_DATASET ROWS_.
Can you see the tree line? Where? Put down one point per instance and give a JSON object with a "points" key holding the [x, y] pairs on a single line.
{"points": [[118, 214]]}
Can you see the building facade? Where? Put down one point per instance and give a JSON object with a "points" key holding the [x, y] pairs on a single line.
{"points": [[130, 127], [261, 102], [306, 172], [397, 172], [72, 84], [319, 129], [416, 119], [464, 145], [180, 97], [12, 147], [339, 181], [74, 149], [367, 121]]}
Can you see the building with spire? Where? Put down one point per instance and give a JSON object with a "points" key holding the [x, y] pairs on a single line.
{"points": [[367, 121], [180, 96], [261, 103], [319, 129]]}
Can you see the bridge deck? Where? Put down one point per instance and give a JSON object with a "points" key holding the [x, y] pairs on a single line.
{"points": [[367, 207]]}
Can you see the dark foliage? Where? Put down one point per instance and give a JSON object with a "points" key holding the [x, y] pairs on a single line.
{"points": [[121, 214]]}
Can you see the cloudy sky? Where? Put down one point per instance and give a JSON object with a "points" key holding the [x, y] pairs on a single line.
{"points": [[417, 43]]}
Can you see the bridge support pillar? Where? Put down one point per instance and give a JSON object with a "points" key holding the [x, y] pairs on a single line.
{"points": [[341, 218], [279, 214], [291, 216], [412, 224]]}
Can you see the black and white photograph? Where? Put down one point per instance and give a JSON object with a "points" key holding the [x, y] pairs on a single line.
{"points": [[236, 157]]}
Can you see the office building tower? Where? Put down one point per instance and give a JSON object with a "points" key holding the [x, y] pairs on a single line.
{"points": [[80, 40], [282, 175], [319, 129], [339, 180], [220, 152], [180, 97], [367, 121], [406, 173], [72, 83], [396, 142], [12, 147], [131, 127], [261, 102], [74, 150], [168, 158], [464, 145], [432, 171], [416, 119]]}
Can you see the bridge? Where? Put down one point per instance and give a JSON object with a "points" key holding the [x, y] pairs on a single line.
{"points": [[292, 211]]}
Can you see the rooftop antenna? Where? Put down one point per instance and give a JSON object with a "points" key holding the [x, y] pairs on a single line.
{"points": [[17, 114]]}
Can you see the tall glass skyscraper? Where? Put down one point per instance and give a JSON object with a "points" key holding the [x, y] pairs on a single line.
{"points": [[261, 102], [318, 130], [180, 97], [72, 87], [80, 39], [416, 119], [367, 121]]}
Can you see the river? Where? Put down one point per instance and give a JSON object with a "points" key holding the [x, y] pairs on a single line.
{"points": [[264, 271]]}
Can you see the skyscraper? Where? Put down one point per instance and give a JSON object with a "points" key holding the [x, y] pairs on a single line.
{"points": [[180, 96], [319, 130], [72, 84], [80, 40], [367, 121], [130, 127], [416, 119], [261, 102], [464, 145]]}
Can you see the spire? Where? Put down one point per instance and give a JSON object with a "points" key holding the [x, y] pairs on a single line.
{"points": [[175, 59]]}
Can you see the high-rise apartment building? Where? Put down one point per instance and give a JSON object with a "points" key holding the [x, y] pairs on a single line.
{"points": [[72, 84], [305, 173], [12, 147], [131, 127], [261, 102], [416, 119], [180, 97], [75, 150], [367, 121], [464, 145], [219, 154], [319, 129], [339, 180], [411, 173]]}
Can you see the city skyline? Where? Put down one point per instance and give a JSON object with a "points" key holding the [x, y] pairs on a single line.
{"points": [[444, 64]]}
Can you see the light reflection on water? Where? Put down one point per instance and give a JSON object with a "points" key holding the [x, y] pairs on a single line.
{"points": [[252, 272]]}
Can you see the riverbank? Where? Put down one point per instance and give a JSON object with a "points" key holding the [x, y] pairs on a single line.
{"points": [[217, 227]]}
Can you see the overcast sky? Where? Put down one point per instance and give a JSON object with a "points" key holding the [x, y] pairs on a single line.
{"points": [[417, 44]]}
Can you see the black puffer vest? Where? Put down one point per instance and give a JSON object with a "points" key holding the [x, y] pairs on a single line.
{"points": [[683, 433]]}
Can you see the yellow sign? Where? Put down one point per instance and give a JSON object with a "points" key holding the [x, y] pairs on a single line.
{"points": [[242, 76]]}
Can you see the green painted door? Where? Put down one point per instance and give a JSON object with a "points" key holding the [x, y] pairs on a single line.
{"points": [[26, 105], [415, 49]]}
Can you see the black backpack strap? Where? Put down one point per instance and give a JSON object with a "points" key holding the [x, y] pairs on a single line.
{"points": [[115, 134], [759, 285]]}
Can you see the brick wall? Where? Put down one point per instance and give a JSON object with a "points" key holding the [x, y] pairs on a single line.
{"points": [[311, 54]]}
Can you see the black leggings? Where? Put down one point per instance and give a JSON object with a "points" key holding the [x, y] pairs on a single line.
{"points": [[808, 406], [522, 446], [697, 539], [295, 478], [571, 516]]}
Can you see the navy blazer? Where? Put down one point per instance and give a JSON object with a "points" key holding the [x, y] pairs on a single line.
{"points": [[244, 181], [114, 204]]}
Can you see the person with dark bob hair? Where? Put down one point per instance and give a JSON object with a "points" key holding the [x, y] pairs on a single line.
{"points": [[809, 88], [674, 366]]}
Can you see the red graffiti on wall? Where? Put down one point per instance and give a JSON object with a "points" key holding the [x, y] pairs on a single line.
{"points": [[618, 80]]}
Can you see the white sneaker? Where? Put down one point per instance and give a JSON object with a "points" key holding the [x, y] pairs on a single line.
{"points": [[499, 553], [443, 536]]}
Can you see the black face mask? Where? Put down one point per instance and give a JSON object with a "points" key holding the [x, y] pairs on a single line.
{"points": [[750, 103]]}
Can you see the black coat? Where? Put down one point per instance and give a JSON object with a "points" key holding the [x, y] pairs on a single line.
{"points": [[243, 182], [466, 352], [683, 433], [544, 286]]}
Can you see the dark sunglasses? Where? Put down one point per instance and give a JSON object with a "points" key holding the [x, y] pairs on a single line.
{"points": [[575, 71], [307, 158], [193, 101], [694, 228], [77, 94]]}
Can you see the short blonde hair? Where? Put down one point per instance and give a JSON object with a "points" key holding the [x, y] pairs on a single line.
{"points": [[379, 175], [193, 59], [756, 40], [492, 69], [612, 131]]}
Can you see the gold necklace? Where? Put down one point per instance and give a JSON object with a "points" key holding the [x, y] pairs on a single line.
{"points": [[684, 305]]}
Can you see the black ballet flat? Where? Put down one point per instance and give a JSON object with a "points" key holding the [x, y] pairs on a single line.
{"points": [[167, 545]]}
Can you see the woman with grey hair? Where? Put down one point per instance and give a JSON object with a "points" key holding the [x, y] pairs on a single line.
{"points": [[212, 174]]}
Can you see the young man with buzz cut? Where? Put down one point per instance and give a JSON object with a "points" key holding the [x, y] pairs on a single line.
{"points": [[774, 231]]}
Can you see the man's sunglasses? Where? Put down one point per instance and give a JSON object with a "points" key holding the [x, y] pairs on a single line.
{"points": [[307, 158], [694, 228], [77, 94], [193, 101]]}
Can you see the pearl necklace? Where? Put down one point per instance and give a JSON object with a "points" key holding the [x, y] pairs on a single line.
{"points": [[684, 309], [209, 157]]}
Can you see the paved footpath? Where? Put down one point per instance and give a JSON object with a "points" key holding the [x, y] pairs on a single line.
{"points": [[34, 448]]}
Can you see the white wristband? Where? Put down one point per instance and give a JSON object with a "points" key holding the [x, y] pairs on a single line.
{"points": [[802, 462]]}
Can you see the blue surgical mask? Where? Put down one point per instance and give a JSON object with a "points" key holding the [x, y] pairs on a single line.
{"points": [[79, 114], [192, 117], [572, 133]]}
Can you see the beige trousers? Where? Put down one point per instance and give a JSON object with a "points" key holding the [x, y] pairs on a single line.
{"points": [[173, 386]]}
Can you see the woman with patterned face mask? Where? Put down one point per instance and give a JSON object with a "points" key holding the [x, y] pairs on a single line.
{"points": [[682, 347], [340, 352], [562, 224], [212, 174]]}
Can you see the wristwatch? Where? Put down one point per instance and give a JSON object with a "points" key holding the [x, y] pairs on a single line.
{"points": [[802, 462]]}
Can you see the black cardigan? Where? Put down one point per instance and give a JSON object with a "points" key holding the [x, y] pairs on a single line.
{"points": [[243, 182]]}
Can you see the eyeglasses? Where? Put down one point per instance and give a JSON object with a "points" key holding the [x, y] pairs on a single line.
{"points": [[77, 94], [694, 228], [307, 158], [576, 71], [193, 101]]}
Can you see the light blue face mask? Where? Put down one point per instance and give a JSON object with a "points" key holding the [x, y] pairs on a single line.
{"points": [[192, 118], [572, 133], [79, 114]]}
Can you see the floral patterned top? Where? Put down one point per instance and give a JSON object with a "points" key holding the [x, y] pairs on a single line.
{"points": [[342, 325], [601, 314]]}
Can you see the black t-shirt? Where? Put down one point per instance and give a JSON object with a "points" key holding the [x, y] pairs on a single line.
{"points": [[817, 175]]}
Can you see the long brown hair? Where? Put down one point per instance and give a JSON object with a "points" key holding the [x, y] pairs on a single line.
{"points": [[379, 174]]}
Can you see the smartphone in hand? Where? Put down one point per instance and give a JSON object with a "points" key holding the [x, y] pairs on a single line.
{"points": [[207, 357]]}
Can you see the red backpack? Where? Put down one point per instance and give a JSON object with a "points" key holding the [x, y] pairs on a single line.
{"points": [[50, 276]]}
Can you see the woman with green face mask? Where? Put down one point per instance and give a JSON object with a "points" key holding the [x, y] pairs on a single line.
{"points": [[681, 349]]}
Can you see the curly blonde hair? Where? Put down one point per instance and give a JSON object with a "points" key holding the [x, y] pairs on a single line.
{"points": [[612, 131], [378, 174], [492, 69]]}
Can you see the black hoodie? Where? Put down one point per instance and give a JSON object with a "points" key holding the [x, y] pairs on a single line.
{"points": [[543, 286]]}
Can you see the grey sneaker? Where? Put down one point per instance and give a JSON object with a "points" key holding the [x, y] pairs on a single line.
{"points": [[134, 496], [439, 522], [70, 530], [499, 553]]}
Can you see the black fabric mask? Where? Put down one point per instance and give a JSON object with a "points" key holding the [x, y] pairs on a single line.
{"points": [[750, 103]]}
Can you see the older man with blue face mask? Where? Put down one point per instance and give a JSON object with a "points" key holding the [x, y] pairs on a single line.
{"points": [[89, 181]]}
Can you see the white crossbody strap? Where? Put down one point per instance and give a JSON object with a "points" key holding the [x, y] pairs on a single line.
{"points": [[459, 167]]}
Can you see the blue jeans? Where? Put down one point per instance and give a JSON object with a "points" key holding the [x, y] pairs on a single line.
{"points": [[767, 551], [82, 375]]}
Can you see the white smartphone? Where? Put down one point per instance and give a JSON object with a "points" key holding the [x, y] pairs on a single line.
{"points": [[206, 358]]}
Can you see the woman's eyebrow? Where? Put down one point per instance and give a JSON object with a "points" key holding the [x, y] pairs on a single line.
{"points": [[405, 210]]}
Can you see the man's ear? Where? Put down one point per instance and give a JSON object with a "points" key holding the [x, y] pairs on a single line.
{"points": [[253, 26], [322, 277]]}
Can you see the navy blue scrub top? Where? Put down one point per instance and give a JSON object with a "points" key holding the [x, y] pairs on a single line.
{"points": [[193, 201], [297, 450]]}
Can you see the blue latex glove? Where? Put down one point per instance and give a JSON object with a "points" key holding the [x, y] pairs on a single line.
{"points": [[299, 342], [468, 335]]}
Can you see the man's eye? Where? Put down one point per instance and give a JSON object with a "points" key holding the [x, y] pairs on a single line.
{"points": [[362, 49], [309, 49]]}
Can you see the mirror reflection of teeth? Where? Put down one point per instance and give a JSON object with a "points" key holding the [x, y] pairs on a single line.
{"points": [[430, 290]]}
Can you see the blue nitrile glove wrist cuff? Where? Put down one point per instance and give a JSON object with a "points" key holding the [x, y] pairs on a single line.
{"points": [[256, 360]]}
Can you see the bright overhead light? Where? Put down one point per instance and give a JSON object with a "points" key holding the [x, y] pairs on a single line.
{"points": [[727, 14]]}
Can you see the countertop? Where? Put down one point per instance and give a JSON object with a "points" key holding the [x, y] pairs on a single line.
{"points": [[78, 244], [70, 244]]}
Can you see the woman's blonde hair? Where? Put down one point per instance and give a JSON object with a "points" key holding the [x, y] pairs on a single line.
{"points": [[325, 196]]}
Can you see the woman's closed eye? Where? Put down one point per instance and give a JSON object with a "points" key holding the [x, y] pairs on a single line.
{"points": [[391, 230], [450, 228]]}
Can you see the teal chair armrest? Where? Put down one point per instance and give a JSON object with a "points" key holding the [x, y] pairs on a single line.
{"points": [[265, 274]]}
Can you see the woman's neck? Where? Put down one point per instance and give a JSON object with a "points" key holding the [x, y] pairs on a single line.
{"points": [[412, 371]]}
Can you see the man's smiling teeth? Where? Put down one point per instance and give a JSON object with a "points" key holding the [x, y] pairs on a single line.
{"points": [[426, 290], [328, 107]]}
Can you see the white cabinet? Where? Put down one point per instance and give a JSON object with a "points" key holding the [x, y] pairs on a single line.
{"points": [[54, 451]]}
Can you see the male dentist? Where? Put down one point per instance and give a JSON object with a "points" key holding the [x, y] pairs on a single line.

_WHAT YOU WILL DO_. Reproduce only those lines of the entries above that run from the line with "Can you see the woman's neck?" to the final line.

_IN RESPONSE_.
Can you see the woman's neck? Where? Put down one point per instance and give a JSON object with a "points" key holding the [x, y] pairs on a single line.
{"points": [[412, 371]]}
Can you see the man's smiling teeth? Where? Put down one point per instance and give a JSON object with a "points" key holding the [x, y] pairs on a single line.
{"points": [[426, 290], [328, 107]]}
Can you see the white cabinet? Where? Put down one point per instance and give a JSON object with a "points" key holding the [x, y] pairs on a single line.
{"points": [[54, 451]]}
Can you see the male dentist? Where? Put down one point per instance and give a JSON object with a "points" key holding the [x, y] pairs on a single line.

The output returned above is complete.